***** Supplied data *****

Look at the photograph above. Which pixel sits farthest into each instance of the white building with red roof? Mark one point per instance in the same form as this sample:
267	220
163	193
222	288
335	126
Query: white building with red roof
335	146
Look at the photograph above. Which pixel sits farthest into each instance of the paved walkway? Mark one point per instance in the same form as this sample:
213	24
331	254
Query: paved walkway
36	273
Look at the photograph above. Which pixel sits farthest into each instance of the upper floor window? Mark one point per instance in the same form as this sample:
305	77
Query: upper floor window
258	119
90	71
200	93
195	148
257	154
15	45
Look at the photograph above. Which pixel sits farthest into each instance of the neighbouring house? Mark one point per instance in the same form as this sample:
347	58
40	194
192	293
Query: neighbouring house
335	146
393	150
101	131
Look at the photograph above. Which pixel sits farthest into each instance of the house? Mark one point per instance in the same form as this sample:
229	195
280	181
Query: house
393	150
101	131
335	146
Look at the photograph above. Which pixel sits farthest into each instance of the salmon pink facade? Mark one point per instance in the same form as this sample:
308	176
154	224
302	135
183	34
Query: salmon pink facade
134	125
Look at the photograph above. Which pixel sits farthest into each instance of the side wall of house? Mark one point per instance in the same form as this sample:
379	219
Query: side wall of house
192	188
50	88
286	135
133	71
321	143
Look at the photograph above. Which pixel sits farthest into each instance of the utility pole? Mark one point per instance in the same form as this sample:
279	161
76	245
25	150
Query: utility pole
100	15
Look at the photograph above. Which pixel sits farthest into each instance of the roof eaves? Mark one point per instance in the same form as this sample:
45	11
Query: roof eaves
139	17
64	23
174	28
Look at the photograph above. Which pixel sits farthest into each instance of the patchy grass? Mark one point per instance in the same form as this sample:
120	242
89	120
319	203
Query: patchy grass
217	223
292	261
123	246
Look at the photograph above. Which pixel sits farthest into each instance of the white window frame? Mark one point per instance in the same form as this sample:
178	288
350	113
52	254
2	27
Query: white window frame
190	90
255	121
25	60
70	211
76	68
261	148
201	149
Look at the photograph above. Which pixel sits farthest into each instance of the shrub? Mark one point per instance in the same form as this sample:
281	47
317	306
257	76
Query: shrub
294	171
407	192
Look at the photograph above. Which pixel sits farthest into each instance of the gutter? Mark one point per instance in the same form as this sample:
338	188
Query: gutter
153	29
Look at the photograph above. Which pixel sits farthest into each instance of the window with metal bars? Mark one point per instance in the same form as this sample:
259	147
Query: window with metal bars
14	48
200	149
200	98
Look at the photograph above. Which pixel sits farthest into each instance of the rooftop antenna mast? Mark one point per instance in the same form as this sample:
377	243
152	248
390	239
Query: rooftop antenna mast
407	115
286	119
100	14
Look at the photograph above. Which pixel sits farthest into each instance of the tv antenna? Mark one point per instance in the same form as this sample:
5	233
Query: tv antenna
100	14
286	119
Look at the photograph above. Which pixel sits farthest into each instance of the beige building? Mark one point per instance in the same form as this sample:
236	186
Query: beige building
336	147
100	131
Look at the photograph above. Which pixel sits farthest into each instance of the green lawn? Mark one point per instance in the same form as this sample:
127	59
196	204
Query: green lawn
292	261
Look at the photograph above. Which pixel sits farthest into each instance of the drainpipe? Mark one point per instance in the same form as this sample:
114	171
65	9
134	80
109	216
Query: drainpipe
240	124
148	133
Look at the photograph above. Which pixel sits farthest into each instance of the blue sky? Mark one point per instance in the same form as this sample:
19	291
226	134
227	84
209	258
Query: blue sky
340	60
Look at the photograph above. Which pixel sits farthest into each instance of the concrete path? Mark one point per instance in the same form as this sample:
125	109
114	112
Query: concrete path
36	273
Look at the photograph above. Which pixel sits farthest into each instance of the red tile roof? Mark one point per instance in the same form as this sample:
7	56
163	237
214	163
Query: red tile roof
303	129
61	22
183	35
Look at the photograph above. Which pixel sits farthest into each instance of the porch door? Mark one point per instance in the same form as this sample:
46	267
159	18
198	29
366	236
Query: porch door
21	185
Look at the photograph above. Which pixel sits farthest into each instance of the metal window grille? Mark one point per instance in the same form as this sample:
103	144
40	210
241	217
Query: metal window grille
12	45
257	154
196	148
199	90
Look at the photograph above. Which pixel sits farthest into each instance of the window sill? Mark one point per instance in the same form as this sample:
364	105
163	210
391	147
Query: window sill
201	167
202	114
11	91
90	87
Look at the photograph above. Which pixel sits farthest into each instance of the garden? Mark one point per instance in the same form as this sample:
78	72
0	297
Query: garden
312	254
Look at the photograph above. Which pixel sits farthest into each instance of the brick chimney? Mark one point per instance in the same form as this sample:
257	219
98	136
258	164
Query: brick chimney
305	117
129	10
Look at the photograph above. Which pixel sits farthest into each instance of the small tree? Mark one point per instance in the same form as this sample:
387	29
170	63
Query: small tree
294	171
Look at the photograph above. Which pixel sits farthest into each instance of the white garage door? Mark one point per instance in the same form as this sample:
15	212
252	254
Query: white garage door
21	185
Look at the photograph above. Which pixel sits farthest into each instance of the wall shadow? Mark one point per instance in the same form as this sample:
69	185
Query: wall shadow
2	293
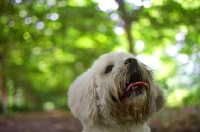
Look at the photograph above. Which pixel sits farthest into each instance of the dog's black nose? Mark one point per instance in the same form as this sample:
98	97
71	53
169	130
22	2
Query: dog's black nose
130	60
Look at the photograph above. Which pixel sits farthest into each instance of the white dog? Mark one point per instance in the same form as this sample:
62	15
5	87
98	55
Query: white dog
117	94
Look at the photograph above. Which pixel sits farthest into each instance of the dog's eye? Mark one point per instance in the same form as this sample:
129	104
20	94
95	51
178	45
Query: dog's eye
109	68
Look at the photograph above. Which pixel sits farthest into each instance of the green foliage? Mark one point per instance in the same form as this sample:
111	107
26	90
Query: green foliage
193	98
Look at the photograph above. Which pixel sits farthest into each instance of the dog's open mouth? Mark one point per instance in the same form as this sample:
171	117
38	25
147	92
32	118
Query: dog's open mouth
135	86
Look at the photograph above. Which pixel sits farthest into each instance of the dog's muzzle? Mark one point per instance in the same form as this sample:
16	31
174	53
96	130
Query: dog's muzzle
135	85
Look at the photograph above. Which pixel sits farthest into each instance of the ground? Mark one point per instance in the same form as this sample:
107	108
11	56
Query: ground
168	120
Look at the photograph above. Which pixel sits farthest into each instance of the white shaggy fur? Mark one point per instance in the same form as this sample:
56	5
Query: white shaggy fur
94	97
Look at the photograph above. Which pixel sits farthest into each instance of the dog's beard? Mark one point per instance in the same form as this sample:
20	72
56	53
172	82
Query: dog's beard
131	104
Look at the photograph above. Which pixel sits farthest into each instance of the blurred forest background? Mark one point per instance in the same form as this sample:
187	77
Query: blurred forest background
46	44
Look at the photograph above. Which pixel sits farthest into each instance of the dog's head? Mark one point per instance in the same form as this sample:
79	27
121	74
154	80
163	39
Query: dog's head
117	89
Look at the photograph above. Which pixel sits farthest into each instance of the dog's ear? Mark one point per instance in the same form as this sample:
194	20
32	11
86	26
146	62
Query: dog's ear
160	98
82	98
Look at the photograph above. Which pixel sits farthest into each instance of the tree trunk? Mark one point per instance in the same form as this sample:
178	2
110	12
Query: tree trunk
127	25
3	85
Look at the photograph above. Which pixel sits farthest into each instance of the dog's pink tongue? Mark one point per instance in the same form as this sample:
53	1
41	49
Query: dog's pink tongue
142	84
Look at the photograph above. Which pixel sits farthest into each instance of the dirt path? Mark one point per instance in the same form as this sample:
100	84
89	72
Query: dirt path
55	121
169	120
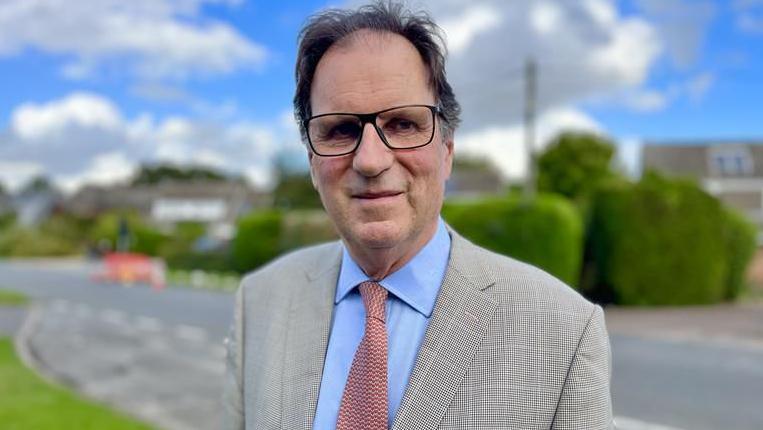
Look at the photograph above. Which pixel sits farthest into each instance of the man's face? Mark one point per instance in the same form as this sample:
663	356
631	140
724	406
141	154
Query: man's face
379	198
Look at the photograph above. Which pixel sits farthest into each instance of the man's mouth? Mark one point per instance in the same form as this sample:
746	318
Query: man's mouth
376	195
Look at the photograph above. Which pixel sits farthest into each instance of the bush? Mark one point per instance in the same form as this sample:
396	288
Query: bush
263	235
740	240
143	238
257	240
27	242
546	232
659	242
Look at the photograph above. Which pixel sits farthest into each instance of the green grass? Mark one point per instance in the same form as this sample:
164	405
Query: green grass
12	298
198	279
28	402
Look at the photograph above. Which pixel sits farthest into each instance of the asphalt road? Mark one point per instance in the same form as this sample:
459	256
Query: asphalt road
656	384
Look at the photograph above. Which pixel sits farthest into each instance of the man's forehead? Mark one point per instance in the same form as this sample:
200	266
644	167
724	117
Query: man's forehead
368	38
370	65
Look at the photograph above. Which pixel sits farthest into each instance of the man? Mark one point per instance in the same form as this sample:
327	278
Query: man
402	324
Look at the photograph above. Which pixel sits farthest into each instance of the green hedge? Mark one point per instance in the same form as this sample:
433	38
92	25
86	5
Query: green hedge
143	238
659	242
257	239
546	232
263	235
740	240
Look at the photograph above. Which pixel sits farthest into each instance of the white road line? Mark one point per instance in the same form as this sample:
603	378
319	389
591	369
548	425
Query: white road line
625	423
218	351
60	305
113	316
190	333
83	311
148	323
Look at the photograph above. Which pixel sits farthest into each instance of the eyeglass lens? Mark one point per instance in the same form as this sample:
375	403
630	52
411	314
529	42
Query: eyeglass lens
404	127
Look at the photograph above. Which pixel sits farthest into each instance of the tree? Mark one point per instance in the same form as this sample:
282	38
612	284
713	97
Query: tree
575	163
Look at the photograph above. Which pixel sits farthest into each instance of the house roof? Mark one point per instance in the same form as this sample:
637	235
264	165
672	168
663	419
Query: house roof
711	159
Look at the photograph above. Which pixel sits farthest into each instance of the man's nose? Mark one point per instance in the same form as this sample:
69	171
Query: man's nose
372	156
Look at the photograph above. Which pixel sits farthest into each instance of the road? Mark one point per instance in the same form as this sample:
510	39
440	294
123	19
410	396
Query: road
656	384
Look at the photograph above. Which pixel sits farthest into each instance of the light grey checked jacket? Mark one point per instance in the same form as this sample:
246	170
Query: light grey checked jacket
507	347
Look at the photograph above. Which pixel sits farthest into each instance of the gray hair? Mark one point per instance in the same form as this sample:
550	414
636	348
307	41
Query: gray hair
328	27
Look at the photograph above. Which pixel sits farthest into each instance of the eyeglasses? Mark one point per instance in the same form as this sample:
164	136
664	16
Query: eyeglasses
401	127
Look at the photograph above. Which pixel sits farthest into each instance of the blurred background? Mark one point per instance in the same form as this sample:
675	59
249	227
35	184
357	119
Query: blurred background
149	157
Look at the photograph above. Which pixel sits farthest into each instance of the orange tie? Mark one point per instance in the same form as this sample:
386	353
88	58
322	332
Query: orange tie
364	401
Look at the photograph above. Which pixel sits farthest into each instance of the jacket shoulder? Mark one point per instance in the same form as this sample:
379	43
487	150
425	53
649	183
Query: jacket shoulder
295	266
521	285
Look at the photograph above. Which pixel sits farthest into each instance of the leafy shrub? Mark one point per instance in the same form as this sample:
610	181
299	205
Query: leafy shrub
143	238
659	242
28	242
257	240
546	232
740	240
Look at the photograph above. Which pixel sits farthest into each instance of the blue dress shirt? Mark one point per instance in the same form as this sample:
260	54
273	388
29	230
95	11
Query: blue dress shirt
412	293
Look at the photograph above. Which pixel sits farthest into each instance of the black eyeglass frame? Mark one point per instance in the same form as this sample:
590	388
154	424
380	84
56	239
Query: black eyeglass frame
366	118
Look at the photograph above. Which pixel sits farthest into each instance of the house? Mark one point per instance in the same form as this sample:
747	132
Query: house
729	170
216	204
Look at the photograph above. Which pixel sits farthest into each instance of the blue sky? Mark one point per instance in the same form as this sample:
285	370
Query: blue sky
91	89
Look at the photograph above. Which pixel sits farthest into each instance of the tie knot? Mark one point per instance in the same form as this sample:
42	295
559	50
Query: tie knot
374	297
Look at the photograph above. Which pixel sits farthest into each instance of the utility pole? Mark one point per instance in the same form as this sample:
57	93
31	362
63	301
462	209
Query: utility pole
531	83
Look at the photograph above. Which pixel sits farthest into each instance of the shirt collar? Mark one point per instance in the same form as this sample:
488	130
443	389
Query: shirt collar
416	283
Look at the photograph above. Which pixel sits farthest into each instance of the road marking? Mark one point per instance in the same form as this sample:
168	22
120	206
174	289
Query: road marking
83	311
148	323
113	316
218	351
191	333
60	305
625	423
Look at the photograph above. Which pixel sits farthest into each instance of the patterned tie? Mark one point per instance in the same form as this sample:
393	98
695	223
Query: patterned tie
364	402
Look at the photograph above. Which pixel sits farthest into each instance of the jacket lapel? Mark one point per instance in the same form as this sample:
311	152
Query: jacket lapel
308	333
459	321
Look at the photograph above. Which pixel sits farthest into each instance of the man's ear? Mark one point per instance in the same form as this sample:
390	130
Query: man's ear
448	142
310	156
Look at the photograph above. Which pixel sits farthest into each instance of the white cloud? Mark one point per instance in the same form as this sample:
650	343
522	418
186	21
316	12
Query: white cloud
749	15
628	156
474	21
682	25
750	23
545	17
583	49
103	169
505	145
84	138
646	100
15	174
152	38
33	121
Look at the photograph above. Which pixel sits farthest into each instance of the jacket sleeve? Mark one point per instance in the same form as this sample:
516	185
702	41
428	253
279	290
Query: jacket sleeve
585	401
233	392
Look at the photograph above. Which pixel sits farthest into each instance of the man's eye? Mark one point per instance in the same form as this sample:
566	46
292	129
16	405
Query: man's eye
343	131
401	125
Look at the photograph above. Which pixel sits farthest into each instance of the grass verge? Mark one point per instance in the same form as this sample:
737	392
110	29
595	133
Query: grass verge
12	298
198	279
28	402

*****

▸ **Assignment**
Print the line that contains "Query: man's eye", then every later line of the entries above up to and including the last, all exactly as written.

▸ **Task result**
Query: man's eye
343	131
401	125
Look at the photograph above. Which pixel sits farthest into each instance of the grass verge? Mark one point per instance in the same form as this sample:
737	392
110	29
595	133
Query: grass verge
12	298
198	279
28	402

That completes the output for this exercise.